Return every one of the rows below word for word, leaving out the pictures.

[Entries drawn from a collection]
--- --- ---

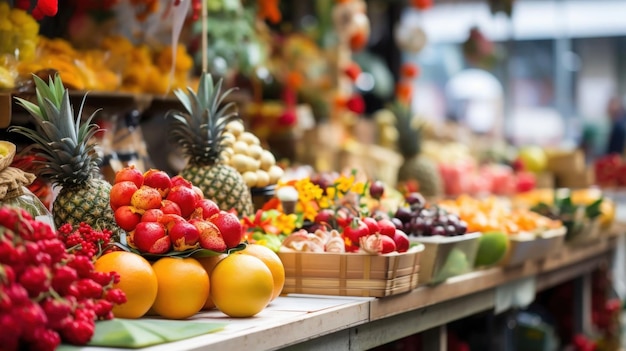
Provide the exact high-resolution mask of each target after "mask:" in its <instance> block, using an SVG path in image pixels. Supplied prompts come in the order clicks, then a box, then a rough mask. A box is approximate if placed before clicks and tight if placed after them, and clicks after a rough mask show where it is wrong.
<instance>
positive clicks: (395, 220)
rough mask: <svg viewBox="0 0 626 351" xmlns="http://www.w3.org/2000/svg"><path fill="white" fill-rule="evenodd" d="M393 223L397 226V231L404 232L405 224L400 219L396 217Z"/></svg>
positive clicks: (393, 221)
mask: <svg viewBox="0 0 626 351" xmlns="http://www.w3.org/2000/svg"><path fill="white" fill-rule="evenodd" d="M391 221H392V222H393V224H394V225H395V226H396V229H400V230H402V228H404V223H403V222H402V221H401V220H400V219H399V218H396V217H394V218H392V219H391Z"/></svg>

--- --- ---

__Task result__.
Provide the exact high-resolution mask of each target after "mask:" in its <instance> block, using an SVG path in image pixels. Supplied prompts come in the order clicks, then a box, then a rough mask. A box is approximate if placed before clicks and tight if placed after them, and clicks after a rough mask show where it is wrong.
<instance>
positive clicks: (395, 220)
rough mask: <svg viewBox="0 0 626 351" xmlns="http://www.w3.org/2000/svg"><path fill="white" fill-rule="evenodd" d="M393 223L397 226V231L404 232L405 224L400 219L396 217Z"/></svg>
positive clicks: (393, 221)
mask: <svg viewBox="0 0 626 351" xmlns="http://www.w3.org/2000/svg"><path fill="white" fill-rule="evenodd" d="M391 221H392V222H393V224H394V225H395V226H396V229H400V230H402V228H404V223H403V222H402V221H401V220H400V219H399V218H396V217H394V218H392V219H391Z"/></svg>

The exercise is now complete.